__AIM__: Reproduce verbatim the lines of the records below, starting at the line containing "wood grain texture." and ending at the line containing "[287,260,336,290]". Include both of those lines and nothing else.

-- START --

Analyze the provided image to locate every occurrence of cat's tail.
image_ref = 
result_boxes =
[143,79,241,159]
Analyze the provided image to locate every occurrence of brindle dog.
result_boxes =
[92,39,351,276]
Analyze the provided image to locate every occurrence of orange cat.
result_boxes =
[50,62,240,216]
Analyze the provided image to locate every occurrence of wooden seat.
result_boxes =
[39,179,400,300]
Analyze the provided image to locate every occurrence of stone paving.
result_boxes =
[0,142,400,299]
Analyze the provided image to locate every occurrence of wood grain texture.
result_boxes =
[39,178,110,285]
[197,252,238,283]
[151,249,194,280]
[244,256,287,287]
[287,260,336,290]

-- END --
-- START --

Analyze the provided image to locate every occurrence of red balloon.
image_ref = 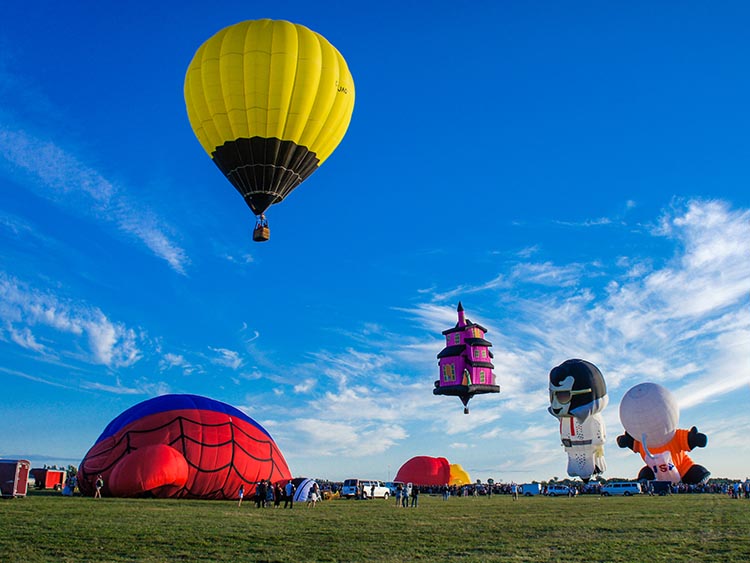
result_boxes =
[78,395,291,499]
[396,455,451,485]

-- END --
-- START --

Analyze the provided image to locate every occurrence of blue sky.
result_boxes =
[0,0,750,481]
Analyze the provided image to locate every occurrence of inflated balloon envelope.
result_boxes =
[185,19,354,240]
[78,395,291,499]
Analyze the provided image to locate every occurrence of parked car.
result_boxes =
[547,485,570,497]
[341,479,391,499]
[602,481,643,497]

-- END --

__IN RESPONSE__:
Analyze the provided image to locate every occurrence of wood grain texture.
result_boxes =
[39,178,110,285]
[197,252,238,283]
[151,249,194,280]
[244,256,287,287]
[287,260,336,290]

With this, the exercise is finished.